● TASK TO COMPLETE:
Turn the data below into a Markdown table with the columns "No." and "Text", putting each line in its own numbered row. Leave out any blank lines.

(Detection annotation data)

****************************************

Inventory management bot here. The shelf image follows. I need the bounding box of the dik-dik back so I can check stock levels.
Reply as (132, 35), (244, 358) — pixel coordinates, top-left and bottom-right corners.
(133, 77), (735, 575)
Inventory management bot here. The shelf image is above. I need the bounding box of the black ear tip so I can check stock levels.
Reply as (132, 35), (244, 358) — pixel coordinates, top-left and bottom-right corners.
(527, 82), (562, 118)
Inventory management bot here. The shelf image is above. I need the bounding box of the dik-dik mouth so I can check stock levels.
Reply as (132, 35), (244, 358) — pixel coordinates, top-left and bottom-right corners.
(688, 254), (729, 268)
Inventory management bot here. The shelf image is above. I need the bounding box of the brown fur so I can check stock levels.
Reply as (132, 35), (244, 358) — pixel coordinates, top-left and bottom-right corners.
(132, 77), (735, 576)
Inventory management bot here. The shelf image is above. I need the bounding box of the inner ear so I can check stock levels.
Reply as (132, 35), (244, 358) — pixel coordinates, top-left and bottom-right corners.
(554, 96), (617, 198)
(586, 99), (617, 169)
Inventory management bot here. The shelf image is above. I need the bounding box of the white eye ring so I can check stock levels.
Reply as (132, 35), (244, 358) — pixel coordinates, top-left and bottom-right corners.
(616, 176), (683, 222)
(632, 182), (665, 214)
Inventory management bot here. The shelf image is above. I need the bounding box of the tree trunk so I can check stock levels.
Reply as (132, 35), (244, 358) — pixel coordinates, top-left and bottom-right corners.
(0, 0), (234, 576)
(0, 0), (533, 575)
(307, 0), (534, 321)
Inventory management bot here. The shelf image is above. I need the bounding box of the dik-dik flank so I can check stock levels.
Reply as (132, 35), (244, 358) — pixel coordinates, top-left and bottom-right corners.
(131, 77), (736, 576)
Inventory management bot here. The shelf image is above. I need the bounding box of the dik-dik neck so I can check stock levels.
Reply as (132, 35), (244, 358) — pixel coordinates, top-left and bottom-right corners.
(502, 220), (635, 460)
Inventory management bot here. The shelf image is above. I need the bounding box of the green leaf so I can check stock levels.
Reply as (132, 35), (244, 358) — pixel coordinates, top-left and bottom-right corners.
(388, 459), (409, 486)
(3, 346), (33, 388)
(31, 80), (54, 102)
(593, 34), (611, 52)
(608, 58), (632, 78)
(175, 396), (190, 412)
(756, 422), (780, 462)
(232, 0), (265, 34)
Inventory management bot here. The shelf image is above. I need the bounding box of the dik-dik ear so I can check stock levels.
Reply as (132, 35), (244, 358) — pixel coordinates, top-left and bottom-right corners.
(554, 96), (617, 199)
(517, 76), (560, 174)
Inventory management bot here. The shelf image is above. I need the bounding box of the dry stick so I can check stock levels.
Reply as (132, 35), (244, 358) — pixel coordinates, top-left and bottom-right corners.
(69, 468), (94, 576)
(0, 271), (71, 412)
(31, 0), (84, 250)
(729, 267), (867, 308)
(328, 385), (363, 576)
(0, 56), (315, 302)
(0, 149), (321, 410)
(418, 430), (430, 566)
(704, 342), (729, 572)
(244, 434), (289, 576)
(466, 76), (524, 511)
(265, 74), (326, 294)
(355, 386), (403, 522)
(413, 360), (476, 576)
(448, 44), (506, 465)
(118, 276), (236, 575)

****************************************

● RESULT BELOW:
| No. | Text |
|---|---|
| 1 | Inventory management bot here. The shelf image follows. I need the bounding box of the dik-dik back so I can check stock levels. |
| 2 | Reply as (132, 35), (244, 358) — pixel coordinates, top-left and bottom-right corners. |
| 3 | (133, 77), (735, 575) |
| 4 | Inventory management bot here. The shelf image is above. I need the bounding box of the black ear tip so I can check stock levels. |
| 5 | Reply as (132, 35), (244, 358) — pixel coordinates, top-left and bottom-right corners. |
| 6 | (527, 82), (562, 118) |
| 7 | Inventory management bot here. The shelf image is above. I need the bounding box of the dik-dik mouth so I can check stock levels. |
| 8 | Reply as (132, 35), (244, 358) — pixel coordinates, top-left and bottom-right corners. |
| 9 | (688, 254), (729, 268) |
| 10 | Inventory management bot here. The shelf image is above. I need the bounding box of the brown fur so I can check stock levels. |
| 11 | Reply as (132, 35), (244, 358) — pixel coordinates, top-left and bottom-right corners. |
| 12 | (132, 77), (735, 576) |
| 13 | Inventory management bot here. The shelf image is above. I need the bounding box of the inner ear so I can check stock levels. |
| 14 | Reply as (132, 35), (244, 358) — pixel coordinates, top-left and bottom-right corners. |
| 15 | (554, 96), (617, 198) |
| 16 | (586, 99), (617, 169) |
| 17 | Inventory management bot here. The shelf image is above. I need the bounding box of the white eye ring so I can check stock levels. |
| 18 | Reply as (132, 35), (244, 358) — pixel coordinates, top-left and bottom-right corners. |
| 19 | (616, 176), (683, 222) |
| 20 | (632, 182), (665, 214) |
| 21 | Inventory management bot here. The shelf image is above. I need the bounding box of the tree trunk so I can check stock levels. |
| 22 | Reply as (132, 35), (244, 358) — pixel coordinates, top-left and bottom-right corners. |
| 23 | (0, 0), (234, 576) |
| 24 | (0, 0), (533, 575) |
| 25 | (307, 0), (534, 321) |
| 26 | Inventory management bot here. The shelf image is above. I need the bounding box of the dik-dik flank so I can check stock levels. |
| 27 | Reply as (132, 35), (244, 358) — pixel coordinates, top-left and bottom-right corners. |
| 28 | (131, 77), (736, 576) |
| 29 | Inventory management bot here. The shelf image is above. I need the bounding box of the dik-dik neck so I can check stock levels. |
| 30 | Reply as (132, 35), (244, 358) — pixel coordinates, top-left and bottom-right corners. |
| 31 | (502, 220), (635, 460) |
| 32 | Inventory management bot here. The shelf image is above. I need the bounding box of the green leaf so I can check stock levels. |
| 33 | Reply as (132, 35), (244, 358) — pixel coordinates, top-left and bottom-right corners. |
| 34 | (388, 459), (409, 486) |
| 35 | (3, 346), (33, 388) |
| 36 | (31, 80), (54, 102) |
| 37 | (593, 34), (611, 52) |
| 38 | (608, 58), (632, 78) |
| 39 | (175, 396), (190, 412) |
| 40 | (756, 422), (780, 462) |
| 41 | (232, 0), (265, 34) |
| 42 | Inventory management bot here. The shelf image is above. I need the bounding box of the dik-dik ear so I can check stock levels. |
| 43 | Reply as (132, 35), (244, 358) — pixel coordinates, top-left and bottom-right corners. |
| 44 | (554, 96), (617, 199) |
| 45 | (517, 76), (560, 174) |
| 46 | Inventory management bot here. The shelf image is above. I need the bounding box of the dry stick so I can check stock levels. |
| 47 | Reply as (132, 35), (244, 358) — pixel coordinates, top-left and bottom-right corners. |
| 48 | (69, 468), (94, 576) |
| 49 | (0, 271), (71, 412) |
| 50 | (31, 0), (84, 250) |
| 51 | (729, 267), (867, 308) |
| 52 | (328, 385), (363, 576) |
| 53 | (0, 56), (315, 302) |
| 54 | (0, 149), (321, 410) |
| 55 | (418, 430), (430, 566) |
| 56 | (704, 342), (729, 572) |
| 57 | (244, 434), (289, 576) |
| 58 | (466, 76), (524, 511) |
| 59 | (265, 74), (326, 294) |
| 60 | (355, 386), (403, 522) |
| 61 | (413, 360), (476, 576) |
| 62 | (448, 44), (506, 465) |
| 63 | (118, 276), (236, 575) |